Data extracted from a collection
%%

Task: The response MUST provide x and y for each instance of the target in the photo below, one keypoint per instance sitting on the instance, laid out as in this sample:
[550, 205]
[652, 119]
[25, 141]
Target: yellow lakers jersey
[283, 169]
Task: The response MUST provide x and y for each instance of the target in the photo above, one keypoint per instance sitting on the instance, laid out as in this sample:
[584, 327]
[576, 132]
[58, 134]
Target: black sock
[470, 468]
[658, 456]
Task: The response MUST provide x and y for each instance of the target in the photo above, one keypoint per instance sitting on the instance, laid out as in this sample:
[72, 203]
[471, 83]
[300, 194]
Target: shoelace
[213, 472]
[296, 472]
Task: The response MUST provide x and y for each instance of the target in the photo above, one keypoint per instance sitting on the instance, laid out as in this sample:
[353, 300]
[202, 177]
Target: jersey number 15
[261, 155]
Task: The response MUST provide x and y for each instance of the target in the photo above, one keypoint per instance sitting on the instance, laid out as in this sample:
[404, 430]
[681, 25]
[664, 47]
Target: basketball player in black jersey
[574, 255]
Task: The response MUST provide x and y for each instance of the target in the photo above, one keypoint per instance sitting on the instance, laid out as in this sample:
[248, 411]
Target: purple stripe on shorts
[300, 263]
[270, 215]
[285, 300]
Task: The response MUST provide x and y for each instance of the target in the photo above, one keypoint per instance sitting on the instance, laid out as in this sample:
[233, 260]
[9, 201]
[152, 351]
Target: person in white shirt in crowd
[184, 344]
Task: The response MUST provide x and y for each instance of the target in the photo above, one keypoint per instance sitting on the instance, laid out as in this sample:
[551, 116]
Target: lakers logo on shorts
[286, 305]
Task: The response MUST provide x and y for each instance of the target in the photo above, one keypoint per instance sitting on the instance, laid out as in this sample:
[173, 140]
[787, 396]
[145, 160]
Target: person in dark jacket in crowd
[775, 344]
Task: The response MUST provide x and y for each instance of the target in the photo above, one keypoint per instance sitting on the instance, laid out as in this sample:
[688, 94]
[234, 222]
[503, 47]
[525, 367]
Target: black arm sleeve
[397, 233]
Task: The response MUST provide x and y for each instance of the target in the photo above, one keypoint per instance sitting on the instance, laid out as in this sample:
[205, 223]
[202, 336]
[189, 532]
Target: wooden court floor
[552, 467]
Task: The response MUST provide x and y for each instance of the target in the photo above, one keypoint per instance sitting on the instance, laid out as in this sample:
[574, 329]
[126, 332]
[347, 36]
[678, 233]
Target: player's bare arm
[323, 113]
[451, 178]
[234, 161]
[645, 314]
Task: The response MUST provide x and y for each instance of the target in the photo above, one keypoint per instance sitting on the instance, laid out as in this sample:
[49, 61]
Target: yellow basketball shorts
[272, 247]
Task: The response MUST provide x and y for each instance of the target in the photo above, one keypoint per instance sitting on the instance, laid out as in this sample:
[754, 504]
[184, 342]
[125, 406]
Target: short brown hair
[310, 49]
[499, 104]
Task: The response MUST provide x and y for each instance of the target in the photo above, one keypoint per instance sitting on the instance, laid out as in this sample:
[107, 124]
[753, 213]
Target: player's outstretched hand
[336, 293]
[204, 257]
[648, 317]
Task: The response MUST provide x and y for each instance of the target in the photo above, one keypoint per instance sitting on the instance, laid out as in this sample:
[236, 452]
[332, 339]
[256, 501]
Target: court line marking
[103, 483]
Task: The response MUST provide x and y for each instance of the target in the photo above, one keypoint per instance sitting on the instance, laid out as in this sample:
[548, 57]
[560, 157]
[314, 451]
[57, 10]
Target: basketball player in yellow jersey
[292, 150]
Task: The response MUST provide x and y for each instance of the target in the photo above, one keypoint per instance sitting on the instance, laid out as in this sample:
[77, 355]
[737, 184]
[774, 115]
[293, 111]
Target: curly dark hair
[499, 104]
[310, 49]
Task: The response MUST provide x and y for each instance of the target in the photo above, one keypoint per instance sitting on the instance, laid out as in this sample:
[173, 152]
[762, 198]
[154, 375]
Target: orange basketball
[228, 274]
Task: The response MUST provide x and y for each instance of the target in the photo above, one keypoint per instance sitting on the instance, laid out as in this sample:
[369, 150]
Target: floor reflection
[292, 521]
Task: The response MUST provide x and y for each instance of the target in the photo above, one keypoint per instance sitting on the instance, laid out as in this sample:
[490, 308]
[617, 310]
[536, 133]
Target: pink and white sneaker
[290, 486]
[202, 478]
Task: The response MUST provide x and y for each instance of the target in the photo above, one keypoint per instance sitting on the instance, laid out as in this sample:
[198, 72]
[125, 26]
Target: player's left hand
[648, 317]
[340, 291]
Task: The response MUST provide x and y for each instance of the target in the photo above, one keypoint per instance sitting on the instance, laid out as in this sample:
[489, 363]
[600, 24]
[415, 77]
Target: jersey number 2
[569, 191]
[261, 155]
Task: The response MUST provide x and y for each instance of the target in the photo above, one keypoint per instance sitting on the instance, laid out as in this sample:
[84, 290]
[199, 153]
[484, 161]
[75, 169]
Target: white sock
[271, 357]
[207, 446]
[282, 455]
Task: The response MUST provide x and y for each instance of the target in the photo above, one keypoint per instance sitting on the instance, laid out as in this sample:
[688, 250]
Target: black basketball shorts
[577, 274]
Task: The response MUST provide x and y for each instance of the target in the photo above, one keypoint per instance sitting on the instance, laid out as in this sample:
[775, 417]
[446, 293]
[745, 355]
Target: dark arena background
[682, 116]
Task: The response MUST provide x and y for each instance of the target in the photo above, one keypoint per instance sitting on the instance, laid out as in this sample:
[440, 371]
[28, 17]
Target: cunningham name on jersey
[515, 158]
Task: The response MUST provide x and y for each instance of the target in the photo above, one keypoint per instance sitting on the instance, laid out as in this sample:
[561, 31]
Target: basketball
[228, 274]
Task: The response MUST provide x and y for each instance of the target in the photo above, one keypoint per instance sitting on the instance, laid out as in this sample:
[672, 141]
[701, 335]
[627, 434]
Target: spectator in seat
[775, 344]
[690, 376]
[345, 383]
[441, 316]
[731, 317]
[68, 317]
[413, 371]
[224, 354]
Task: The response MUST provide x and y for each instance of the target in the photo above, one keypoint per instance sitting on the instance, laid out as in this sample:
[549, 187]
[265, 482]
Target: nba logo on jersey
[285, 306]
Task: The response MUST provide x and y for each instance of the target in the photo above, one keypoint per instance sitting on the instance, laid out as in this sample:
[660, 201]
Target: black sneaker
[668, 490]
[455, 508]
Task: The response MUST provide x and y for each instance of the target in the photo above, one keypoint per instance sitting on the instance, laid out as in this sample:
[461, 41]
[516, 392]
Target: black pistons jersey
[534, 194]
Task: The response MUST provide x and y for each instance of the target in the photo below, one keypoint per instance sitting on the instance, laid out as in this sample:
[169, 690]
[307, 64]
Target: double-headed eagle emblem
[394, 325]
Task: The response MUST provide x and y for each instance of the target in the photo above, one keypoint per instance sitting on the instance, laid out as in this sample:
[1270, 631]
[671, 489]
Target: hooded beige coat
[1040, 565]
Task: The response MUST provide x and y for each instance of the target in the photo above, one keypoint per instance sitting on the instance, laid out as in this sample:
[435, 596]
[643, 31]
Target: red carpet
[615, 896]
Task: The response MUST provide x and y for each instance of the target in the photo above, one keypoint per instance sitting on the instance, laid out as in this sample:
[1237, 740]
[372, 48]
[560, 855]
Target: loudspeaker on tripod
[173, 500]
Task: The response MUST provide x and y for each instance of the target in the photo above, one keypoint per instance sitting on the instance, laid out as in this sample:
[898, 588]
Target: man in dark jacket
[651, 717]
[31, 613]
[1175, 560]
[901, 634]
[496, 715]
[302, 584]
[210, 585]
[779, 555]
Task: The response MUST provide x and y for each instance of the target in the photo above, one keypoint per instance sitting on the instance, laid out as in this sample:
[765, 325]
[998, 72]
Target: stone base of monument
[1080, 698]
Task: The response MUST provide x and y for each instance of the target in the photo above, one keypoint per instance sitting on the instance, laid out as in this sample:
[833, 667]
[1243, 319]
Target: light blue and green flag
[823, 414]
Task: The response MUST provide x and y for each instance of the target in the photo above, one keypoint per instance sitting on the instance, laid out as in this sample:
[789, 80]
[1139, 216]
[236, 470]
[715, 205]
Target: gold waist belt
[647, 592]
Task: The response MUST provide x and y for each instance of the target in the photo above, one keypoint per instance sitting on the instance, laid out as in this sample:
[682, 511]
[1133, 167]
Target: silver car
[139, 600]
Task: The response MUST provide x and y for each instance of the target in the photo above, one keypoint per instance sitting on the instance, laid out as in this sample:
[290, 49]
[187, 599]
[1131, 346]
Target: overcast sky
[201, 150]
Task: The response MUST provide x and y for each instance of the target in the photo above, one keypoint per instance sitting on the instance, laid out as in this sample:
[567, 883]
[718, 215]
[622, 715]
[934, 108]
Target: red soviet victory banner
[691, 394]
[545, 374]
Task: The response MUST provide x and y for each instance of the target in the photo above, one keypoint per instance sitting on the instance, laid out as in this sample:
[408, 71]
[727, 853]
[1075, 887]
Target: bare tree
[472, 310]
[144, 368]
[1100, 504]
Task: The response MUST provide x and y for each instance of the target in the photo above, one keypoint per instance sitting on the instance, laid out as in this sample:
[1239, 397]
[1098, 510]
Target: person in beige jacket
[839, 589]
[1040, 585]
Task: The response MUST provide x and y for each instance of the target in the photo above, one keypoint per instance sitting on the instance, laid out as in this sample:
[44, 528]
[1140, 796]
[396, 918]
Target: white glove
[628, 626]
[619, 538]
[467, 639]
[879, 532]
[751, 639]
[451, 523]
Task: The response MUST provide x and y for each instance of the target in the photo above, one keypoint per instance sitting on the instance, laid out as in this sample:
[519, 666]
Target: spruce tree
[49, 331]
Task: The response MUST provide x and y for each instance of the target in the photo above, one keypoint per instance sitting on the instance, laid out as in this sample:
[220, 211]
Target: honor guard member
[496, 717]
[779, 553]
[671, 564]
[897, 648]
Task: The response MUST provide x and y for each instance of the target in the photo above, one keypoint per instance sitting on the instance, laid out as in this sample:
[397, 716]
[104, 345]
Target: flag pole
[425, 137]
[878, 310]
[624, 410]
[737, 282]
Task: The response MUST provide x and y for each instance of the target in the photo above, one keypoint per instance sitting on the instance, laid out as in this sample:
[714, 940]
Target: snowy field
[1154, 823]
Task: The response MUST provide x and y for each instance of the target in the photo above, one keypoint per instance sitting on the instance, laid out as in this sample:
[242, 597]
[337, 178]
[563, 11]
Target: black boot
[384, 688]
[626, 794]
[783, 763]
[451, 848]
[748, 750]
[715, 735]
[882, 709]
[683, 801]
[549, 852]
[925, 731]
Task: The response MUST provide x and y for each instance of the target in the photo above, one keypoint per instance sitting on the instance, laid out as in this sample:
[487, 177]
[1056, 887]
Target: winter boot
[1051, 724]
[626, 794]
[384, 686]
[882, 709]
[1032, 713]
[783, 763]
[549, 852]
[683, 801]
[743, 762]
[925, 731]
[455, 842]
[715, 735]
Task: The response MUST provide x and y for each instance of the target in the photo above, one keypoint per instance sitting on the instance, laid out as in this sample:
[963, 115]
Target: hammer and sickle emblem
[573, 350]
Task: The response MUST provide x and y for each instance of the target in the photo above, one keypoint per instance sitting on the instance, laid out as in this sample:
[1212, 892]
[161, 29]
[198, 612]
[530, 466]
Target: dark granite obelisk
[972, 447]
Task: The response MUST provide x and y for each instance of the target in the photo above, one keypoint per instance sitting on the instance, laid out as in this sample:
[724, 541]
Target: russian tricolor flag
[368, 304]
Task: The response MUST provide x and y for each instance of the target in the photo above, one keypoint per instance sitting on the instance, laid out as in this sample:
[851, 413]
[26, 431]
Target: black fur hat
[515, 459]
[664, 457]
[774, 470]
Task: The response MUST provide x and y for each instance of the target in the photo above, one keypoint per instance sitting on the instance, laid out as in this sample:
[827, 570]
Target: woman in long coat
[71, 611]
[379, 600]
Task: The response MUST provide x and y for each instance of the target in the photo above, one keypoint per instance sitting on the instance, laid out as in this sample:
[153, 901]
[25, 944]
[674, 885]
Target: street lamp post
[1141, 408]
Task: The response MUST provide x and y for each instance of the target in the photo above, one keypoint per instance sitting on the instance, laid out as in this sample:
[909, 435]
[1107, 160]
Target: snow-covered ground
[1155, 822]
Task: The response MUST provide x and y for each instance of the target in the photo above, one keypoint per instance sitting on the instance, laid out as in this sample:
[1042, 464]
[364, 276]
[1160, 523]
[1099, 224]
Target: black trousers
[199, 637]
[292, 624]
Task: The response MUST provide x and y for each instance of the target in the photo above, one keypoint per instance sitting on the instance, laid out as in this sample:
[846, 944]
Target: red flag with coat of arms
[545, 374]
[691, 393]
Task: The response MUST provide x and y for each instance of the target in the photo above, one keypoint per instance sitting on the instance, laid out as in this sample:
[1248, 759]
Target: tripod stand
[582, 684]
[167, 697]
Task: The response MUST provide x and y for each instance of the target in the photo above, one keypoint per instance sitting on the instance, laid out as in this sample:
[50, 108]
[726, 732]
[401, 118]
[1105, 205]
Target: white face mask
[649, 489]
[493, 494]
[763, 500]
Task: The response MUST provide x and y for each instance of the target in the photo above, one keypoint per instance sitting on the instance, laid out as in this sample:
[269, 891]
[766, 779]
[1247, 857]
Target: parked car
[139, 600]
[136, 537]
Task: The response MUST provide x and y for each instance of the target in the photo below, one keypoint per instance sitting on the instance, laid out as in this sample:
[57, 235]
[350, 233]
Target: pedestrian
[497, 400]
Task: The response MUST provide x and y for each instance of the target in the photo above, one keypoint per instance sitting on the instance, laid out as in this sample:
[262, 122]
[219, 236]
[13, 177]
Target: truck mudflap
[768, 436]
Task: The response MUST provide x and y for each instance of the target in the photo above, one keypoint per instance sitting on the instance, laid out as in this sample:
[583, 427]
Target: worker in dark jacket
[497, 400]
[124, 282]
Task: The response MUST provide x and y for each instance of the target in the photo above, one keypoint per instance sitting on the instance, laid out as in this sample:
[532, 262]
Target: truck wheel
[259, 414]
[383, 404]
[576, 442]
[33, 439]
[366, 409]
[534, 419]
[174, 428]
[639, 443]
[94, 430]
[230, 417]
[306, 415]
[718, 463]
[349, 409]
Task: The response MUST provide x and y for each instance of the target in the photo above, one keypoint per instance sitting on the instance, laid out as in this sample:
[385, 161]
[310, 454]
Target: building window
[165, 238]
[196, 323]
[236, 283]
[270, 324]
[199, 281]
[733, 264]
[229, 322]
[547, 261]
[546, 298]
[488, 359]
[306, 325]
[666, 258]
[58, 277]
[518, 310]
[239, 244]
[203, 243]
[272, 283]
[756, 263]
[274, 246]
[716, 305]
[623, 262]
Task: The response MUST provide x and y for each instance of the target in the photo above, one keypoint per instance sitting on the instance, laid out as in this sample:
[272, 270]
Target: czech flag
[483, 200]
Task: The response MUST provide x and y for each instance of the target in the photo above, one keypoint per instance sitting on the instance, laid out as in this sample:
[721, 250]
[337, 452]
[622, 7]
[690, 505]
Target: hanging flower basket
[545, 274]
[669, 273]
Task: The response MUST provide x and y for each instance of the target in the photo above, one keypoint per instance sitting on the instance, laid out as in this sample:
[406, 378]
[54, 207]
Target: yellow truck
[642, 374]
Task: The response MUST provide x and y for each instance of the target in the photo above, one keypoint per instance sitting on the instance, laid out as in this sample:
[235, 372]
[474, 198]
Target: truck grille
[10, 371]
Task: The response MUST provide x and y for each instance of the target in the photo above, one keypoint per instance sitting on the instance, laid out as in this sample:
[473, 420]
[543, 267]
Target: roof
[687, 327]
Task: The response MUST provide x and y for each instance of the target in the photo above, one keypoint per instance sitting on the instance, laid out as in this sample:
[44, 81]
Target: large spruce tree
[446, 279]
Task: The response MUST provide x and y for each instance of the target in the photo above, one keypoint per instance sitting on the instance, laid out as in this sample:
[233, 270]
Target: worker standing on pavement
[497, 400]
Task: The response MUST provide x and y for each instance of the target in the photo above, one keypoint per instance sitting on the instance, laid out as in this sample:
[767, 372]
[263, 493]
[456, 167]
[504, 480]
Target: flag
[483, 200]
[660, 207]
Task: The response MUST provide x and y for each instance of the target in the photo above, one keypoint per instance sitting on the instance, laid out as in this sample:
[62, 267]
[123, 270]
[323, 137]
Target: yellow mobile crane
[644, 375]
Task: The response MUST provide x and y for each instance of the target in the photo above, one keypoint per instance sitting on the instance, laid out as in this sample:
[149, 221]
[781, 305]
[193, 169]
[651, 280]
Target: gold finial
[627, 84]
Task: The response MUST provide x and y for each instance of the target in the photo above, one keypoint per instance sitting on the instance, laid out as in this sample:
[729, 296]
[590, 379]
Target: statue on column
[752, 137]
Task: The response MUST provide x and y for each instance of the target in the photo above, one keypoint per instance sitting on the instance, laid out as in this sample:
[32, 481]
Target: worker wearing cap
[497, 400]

%%

* [Aim of the task] Pick out every line above that contains the string "boot", matching case exactly, and copy each such line in full.

* [Solution for this task]
Target: black boot
Target: winter boot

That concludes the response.